Goal of the exercise
Render the lines below as a JSON list of strings, one string per line, with blank lines omitted and the pictures left out.

+ + +

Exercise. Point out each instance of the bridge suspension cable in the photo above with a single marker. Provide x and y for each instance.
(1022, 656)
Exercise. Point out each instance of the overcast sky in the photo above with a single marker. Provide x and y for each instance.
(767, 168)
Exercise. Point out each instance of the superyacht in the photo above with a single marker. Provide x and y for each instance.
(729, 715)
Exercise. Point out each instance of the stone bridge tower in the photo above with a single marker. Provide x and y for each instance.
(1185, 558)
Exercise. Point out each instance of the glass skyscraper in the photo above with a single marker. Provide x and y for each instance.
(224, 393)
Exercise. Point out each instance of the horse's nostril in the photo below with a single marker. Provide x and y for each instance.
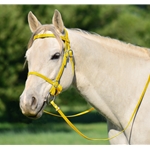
(33, 103)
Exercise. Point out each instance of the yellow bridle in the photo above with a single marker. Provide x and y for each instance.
(56, 87)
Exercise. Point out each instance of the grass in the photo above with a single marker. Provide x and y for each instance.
(51, 134)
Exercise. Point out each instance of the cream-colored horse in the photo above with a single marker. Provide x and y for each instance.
(110, 75)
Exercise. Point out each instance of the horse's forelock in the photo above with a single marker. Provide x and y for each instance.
(44, 28)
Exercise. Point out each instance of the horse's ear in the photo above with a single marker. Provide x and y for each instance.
(33, 22)
(57, 21)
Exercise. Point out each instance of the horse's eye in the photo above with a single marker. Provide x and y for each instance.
(55, 56)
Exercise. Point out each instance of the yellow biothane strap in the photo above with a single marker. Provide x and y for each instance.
(71, 116)
(56, 87)
(104, 139)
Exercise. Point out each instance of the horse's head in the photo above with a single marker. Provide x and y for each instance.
(50, 69)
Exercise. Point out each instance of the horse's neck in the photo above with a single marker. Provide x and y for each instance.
(106, 79)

+ + +

Final result
[
  "Exercise. Point out each instance of the bridge suspension cable in the photo above with a single marker. Provide x and y for each instance.",
  "(1022, 656)",
  "Exercise. Point out each instance of the overcast sky in the photo above with a single marker. Provide x and y for each instance.",
  "(767, 168)",
  "Exercise. Point out each instance of the superyacht in the photo above with a single marker. Provide x and y for each instance.",
  "(729, 715)",
  "Exercise. Point out each instance of the stone bridge tower in the photo above with a single marker. Provide x and y for each instance.",
  "(1185, 558)",
  "Exercise. Point out each instance of the glass skyscraper in the photo above with a single marker. Provide x and y for each instance.",
  "(224, 393)",
  "Exercise. Point out each instance of the horse's nostril in the photo below with a single marker. Provide x and y for each instance.",
  "(33, 103)",
  "Exercise. Point out each instance of the yellow bridle in the photo above with a single marker. Provide x and y for each instance.",
  "(56, 87)",
  "Exercise. Point out each instance of the grass in the photo above with a single marker. Provide x and y for each instance.",
  "(51, 134)",
  "Exercise. Point out each instance of the cream-colored horse in the photo above with a single marker. Provide x and y for each instance.",
  "(110, 75)",
  "Exercise. Point out each instance of the horse's forelock in the photo above with a single marker. Provide x and y for each instance.",
  "(44, 28)",
  "Exercise. Point out each instance of the horse's ear in the photo above with a single marker. Provide x and y for each instance.",
  "(33, 22)",
  "(57, 21)",
  "Exercise. Point out each instance of the horse's eye in the photo above with a single marker. Provide x and y for each instance.",
  "(55, 56)",
  "Exercise. Point out each instance of the yellow biothane strap in the photo above with a single marker. Provide x and y for each instance.",
  "(71, 116)",
  "(56, 87)",
  "(104, 139)",
  "Exercise. Point out each instance of the horse's head in the photo above with a single marker. Provide x and y for each instance.",
  "(50, 69)",
  "Exercise. Point out each instance of the horse's neck in the photo above with a single marker. Provide x and y for each instance.",
  "(106, 79)"
]